** begin Available records **

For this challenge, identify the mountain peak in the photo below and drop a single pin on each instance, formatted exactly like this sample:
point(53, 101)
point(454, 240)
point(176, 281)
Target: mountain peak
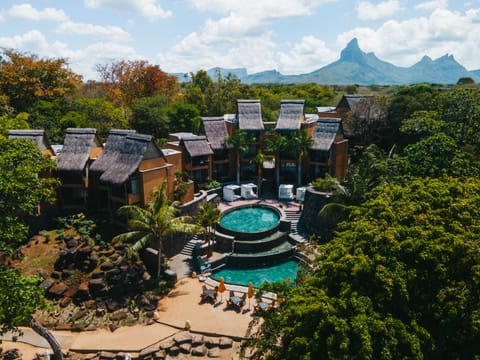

** end Available records **
** begin Available records **

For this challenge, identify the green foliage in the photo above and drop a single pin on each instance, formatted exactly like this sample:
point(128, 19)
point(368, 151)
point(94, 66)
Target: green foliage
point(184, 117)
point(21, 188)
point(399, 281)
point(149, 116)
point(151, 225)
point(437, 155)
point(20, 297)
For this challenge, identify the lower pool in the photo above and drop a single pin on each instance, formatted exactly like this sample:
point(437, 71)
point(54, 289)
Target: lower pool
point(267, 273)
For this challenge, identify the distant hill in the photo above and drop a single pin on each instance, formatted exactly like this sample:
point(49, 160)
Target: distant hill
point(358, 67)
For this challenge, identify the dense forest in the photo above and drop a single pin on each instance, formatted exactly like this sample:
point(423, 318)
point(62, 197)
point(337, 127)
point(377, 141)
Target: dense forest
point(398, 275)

** end Available records **
** begin Available records **

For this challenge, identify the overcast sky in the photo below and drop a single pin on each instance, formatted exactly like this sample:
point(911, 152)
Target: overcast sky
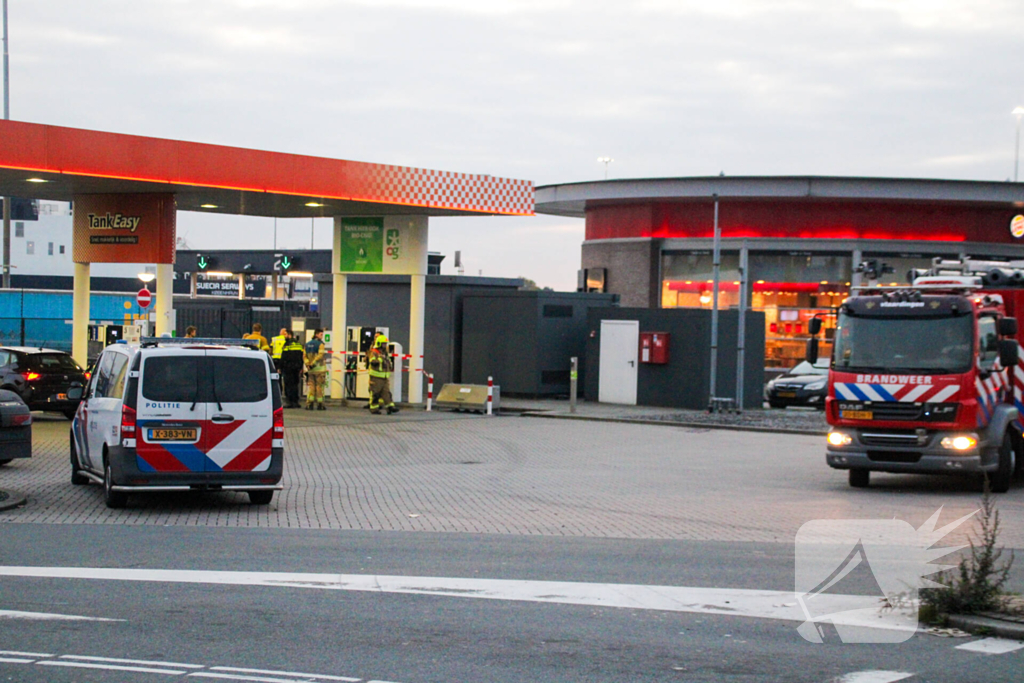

** end Available records **

Problem statement: Rewrite everything in the records above, from the line containing "For this challenge, identify the mountain" down to the line containing "Target: mountain peak", as a numbered list, leaving out any blank lines.

Solution for this problem:
1. For this challenge, identify the mountain peak in the photo below and drop a single pin on each instance, formatted exactly like this sample:
2. point(53, 101)
3. point(454, 240)
4. point(176, 281)
5. Target: mountain peak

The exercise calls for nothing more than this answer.